Copy the data word for word, keeping every line.
** begin **
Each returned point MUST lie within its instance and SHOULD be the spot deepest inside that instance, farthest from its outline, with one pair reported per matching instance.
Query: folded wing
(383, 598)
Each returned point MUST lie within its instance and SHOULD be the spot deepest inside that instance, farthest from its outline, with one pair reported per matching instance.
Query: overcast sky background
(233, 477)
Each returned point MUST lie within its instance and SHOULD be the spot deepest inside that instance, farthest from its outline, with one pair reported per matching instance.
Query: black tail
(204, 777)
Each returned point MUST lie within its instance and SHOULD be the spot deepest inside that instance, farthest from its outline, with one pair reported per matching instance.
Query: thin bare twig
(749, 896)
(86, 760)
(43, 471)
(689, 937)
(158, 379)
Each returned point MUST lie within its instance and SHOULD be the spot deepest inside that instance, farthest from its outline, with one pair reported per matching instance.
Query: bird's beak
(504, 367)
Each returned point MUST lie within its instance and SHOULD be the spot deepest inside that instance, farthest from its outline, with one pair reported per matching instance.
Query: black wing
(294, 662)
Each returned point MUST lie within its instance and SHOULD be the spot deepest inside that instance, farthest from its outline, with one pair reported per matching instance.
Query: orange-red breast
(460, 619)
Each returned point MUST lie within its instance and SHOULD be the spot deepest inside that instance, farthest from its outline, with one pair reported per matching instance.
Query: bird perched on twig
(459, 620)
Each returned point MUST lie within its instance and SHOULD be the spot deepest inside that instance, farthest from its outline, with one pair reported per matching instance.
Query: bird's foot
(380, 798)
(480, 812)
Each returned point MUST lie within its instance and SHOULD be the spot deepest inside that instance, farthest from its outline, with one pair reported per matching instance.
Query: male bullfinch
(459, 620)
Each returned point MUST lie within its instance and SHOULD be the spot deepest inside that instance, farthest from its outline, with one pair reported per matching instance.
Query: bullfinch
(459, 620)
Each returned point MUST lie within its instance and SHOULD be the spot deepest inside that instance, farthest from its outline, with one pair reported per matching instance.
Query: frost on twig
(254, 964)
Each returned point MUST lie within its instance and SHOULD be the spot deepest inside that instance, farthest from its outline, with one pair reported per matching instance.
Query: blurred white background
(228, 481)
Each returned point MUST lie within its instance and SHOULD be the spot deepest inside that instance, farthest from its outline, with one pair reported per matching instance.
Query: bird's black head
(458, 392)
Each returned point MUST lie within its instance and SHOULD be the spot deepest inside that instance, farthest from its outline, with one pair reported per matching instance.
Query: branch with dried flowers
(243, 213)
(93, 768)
** end **
Result below:
Each returned point MUST lie within its instance and SHOULD be the spot deepest inside that instance, farthest from its outline, with one pair reported per matching instance.
Query: folded wing
(383, 598)
Each returned point MUST lie within its instance and SHOULD be the spot deepest inside that instance, farthest from its outline, with one pair reported per matching instance.
Query: overcast sky background
(233, 477)
Each returned point MUST lie within its instance and SHOULD be the spot deepest inside that instance, farthest from its outline, with one pair reported per matching instance.
Query: black tail
(204, 777)
Each returned point MUST lie within its instance and SHOULD be the spot deepest inside that instance, farthest from its outline, with one pair reported per matching instance.
Query: thin bare twig
(749, 896)
(86, 760)
(43, 471)
(689, 937)
(158, 379)
Each returned point MUST lie within its instance and SHOULD be the spot deepest inside that instance, farthest from its outline, with one pair reported per matching instance.
Query: bird's beak
(504, 367)
Each returned point MUST lie within its instance and SHOULD be the spot deepest inside that instance, farthest from its outline, with one pair reported per matching instance.
Query: black wing
(294, 662)
Each returned point MUST lie within its instance and SHOULD be the spot deepest inside that instance, farthest from its outline, with one pair reported per matching instance.
Query: orange-red breast
(460, 619)
Each returned point MUST lie within its instance and SHOULD be the spot deepest inside that instance, farthest from its outline, with one pair reported per matching instance.
Query: bird perched on twig
(459, 620)
Each returned point MUST lie within its instance and SHOULD be the spot deepest inside that instance, farthest from its outline, with one pair reported per matching instance.
Query: bird's foot
(380, 798)
(480, 812)
Each returned point MUST lie within its instance and SHOULD be the spot deepest inside that instance, farthest from its outline, with one pair reported per matching instance.
Query: male bullfinch
(459, 620)
Each returned point MUST lie within its instance and SHOULD be the spot deepest inside that instance, farthest from its outline, with one pair reported per matching instance.
Query: bullfinch
(459, 620)
Each returned point MUST lie within its instance and SHOULD be the spot deepest inside that instance, farthest from its outline, with one pair reported per matching instance.
Query: frost on twig
(254, 964)
Each returned point MUST lie within its instance and SHOULD be the spot deepest inside that instance, farthest from its outline, with one pair reported per matching instance.
Query: blurred white background
(228, 481)
Each returned point MUST lie within its instance and SHOULD be the spot deepest inside that instance, farthest from its outline, with one pair reported per matching instance.
Query: bird's black head
(458, 392)
Each returned point MUST lie within its instance and SHOULD be the spot deepest inside that instance, farthest from its outline, with one pair reported per matching instance.
Query: branch with dried flowers
(243, 213)
(93, 768)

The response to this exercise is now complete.